Exercise brief
This task is to restate all of the entries exactly.

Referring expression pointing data
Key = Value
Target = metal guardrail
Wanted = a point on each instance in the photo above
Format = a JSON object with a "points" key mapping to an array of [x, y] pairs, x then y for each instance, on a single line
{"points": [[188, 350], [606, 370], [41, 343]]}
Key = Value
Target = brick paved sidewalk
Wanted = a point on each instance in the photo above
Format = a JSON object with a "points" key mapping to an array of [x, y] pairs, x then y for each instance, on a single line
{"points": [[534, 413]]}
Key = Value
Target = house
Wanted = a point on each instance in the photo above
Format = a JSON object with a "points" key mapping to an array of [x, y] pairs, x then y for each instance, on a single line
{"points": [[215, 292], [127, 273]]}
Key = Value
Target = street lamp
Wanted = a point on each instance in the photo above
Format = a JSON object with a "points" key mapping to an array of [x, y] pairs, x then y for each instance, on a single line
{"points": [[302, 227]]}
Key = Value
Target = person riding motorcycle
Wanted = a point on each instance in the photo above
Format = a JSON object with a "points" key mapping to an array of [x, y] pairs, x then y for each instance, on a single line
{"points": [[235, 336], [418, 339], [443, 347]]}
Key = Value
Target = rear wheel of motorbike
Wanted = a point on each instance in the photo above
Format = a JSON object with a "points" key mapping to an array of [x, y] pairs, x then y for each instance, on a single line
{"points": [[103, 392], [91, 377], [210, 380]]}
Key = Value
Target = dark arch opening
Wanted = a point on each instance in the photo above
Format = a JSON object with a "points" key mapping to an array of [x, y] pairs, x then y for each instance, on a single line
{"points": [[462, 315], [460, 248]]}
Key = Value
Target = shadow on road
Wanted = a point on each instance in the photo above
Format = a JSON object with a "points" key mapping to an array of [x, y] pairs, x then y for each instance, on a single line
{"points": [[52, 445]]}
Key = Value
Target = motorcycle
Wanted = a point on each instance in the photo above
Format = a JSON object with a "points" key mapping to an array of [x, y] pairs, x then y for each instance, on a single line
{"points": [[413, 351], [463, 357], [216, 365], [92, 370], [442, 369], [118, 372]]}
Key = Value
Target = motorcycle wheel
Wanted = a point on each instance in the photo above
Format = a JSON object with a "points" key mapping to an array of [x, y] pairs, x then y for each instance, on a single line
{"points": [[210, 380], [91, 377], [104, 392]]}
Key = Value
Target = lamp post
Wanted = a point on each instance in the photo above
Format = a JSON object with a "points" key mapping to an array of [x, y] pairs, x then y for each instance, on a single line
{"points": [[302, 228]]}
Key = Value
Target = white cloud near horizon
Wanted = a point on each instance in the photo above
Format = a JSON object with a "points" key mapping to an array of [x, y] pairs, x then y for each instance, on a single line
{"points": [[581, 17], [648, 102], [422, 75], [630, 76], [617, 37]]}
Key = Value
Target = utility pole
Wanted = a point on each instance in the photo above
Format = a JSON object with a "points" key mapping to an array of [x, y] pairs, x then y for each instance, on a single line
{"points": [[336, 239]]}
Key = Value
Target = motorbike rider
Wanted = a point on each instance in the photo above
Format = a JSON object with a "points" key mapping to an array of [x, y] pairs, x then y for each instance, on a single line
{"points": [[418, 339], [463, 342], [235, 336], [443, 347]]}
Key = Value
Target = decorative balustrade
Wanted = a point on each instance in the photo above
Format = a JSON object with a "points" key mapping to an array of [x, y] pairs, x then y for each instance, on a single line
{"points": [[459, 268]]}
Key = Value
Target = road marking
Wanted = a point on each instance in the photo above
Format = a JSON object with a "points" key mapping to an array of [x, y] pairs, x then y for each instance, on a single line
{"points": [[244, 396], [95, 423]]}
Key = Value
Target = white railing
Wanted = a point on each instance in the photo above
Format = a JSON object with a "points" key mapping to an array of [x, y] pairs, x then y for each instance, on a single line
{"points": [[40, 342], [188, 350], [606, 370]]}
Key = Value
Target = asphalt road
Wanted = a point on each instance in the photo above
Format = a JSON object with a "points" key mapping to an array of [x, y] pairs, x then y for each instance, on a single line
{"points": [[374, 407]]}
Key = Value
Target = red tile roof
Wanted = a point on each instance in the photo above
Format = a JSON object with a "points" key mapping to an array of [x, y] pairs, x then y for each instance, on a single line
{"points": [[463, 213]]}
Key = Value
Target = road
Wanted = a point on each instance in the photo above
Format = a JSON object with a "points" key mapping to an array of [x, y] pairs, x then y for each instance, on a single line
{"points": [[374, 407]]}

Completed task
Key = Value
Target = metal guardrail
Wanted = a point on each instance in the photo above
Format = a JSON object with a "points" key mapping to an array of [x, y] pairs, x then y for each instance, on a single line
{"points": [[188, 350], [606, 370], [41, 343]]}
Key = Value
Target = brick paved sidewalk
Wanted = a point on each instance in the photo above
Format = a JSON object with a "points" key mapping to an array of [x, y] pairs, x then y for each instance, on a single line
{"points": [[534, 413]]}
Key = Value
Target = house
Wanted = a point on each instance in the photo above
Format = a JSON object with a "points" key mapping to an array of [x, y] pairs, x then y for each instance, on a single line
{"points": [[215, 292], [127, 273]]}
Key = Value
Target = street lamp
Wanted = a point on each instance in the photo above
Format = a JSON object with a "points" key mapping to an array of [x, y] pairs, x then y for each instance, on a single line
{"points": [[302, 227]]}
Key = Value
Target = person riding motorcycle
Wanted = a point on each instance in the photo above
Format = a JSON object with a "points" key mapping to an array of [x, y] pairs, x then y for each instance, on a single line
{"points": [[235, 336], [418, 339], [443, 347]]}
Key = Value
Target = rear wheel of motorbike
Wanted = a point on each instance in the photo above
Format = a JSON object with a "points" key mapping to an array of [x, y] pairs, x then y for each instance, on a single line
{"points": [[103, 392], [91, 377], [210, 380]]}
Key = Value
Target = dark arch opening
Wanted = a point on each instance in the photo above
Format = a JSON object with a "points" key mapping to an array of [x, y] pairs, x then y for each instance, on a single line
{"points": [[462, 315], [460, 248]]}
Key = Value
Target = shadow on road
Wanted = a point on each instance in the photo above
Format = a JSON object with a "points" key mapping to an array of [x, y] pairs, x then y for each instance, on a single line
{"points": [[52, 445]]}
Key = Value
Target = motorcycle
Wanted = a point on each instance in the photo above
Format = a JSON object with a "points" key mapping to an array of [x, y] pairs, x then y for each instance, on a single line
{"points": [[413, 351], [463, 357], [216, 365], [92, 370], [442, 369], [118, 372]]}
Key = Value
Target = motorcycle wheel
Wanted = a point on each instance in the photo above
Format = a JSON object with a "points" key mapping to an array of [x, y] pairs, x then y for each instance, on a single line
{"points": [[210, 380], [91, 377], [104, 392]]}
Key = Value
Target = lamp post
Wanted = a point on each instance in the photo above
Format = a JSON object with a "points" key mapping to an array of [x, y] pairs, x then y for each instance, on a single line
{"points": [[302, 228]]}
Key = Value
Target = white cloud near horizon
Wanted = a point on each instance in the photo above
Format = a JSON object with a "points" key mapping to an array of [x, y] pairs, x then y for each instance, on a single line
{"points": [[581, 17], [648, 102], [422, 75], [630, 76], [617, 37]]}
Key = Value
Target = utility pole
Wanted = a point on each instance in the photo above
Format = a JSON object with a "points" key mapping to an array of [x, y] pairs, x then y for each instance, on a single line
{"points": [[336, 239]]}
Key = Value
Target = motorbike rider
Wanted = a point on each instance in the photo above
Format = a JSON object with a "points" key mapping to an array of [x, y] pairs, x then y for each instance, on a single line
{"points": [[418, 339], [463, 342], [235, 336], [443, 347]]}
Key = Value
Target = decorative balustrade
Wanted = a point on each instance in the photo above
Format = a JSON object with a "points" key mapping to an array of [x, y] pairs, x then y for each instance, on a single line
{"points": [[459, 268]]}
Key = Value
Target = road marking
Wanted = a point on each instance in the photo above
Format = a JSON object with a "points" key mapping to an array of [x, y] pairs, x then y for each instance, on a single line
{"points": [[244, 396], [95, 423]]}
Key = Value
Target = white railing
Wanted = a point on each instance in the photo above
Format = a JSON object with a "points" key mapping to an array of [x, y] pairs, x then y for each instance, on a single line
{"points": [[40, 342], [188, 350], [606, 370]]}
Key = Value
Target = asphalt road
Wanted = a point on each instance in the photo above
Format = a JSON object with a "points" key mapping to an array of [x, y] pairs, x then y for each instance, on a single line
{"points": [[374, 407]]}
Key = Value
Target = red tile roof
Wanted = a point on each instance in the photo above
Format = a JSON object with a "points" key mapping to an array of [x, y] pairs, x then y for each instance, on a single line
{"points": [[463, 213]]}
Key = Value
Target = road
Wanted = a point on each instance in the photo above
Format = a JSON object with a "points" key mapping to an array of [x, y] pairs, x then y for each instance, on a single line
{"points": [[374, 407]]}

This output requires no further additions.